----- Data shown -----
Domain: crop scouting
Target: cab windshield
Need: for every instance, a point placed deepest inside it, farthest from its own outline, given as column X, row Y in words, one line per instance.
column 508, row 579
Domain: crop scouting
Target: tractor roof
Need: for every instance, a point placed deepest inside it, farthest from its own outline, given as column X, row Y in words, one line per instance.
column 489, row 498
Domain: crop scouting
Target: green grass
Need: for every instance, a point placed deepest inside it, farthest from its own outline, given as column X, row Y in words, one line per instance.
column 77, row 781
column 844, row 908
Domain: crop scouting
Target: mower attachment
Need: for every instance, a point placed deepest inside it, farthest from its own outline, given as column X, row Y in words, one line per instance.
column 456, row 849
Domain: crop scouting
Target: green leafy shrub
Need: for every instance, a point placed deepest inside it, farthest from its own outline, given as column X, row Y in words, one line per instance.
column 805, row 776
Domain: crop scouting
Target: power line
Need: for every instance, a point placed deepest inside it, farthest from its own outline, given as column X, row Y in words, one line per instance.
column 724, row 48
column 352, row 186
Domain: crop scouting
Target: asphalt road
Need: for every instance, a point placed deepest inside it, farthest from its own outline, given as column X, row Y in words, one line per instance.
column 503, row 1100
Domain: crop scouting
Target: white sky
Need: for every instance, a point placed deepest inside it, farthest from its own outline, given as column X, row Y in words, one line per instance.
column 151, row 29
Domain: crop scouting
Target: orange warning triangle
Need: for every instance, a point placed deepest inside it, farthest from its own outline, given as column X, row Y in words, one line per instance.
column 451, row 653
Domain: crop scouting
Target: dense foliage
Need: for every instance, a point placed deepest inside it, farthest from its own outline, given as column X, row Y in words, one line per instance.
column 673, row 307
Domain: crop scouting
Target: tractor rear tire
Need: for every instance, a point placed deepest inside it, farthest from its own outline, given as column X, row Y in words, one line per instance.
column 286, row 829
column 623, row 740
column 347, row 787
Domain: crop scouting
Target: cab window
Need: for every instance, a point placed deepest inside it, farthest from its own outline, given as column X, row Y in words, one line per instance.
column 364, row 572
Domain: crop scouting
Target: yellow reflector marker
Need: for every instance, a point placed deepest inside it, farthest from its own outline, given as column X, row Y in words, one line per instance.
-----
* **How to complete this task**
Send back every entry precisely as given.

* **Completed exercise**
Domain: crop scouting
Target: cab windshield
Need: for every instance, a point placed deepest inside it, farthest from its own outline, given as column X, row Y in words, one line per instance.
column 508, row 579
Domain: crop scouting
Target: tractor roof
Need: for every instance, a point placed deepest inside it, farthest from its own outline, given as column X, row Y in words, one line per instance.
column 489, row 498
Domain: crop scouting
Target: green grass
Need: for every instance, a point placed deepest inside it, farthest from its own outline, given as column X, row Y in words, one line per instance.
column 77, row 781
column 844, row 908
Domain: crop scouting
Target: mower attachment
Need: for every instance, a point placed deepest inside it, farthest from its own outline, given as column X, row Y in words, one line per instance.
column 456, row 849
Domain: crop scouting
Target: green leafy shrub
Need: for every instance, a point placed deepest inside it, farthest from its own outline, given as column X, row Y in words, one line per instance.
column 805, row 776
Domain: crop scouting
Target: power line
Need: for every instance, a point placed deepest inside it, farthest from its own outline, given as column X, row Y in words, one line per instance.
column 724, row 48
column 352, row 186
Domain: crop scouting
Target: asphalt road
Need: for every instance, a point placed deepest inside it, farthest from its own outline, given as column X, row Y in words, one line per instance.
column 503, row 1100
Domain: crop scouting
Target: white sky
Need: for every instance, a point placed deepest inside it, farthest from its own outline, given as column X, row Y in words, one line per instance.
column 151, row 29
Domain: crop scouting
Target: orange warning triangle
Need: for every instance, a point placed deepest inside it, farthest from its own outline, given as column X, row Y in words, one line per instance.
column 451, row 653
Domain: crop scouting
Target: dense foliage
Need: for every instance, a point placed deepest inside it, farthest from its own outline, given as column X, row Y in words, one line per instance.
column 673, row 307
Domain: crop scouting
Target: tractor rear tire
Need: for every instance, a point placed deepest inside it, farthest from its own outline, given as column X, row Y in words, one line per instance.
column 286, row 829
column 623, row 740
column 347, row 787
Domain: crop scouting
Target: cab window
Need: for every instance, a point placed deepest inside it, farthest from its own outline, given as column X, row Y in words, one line per instance.
column 364, row 572
Domain: crop scouting
Target: yellow reflector marker
Need: for every instance, a point placed deepest inside it, farthest from its own outline, given as column X, row Y in words, one line per instance.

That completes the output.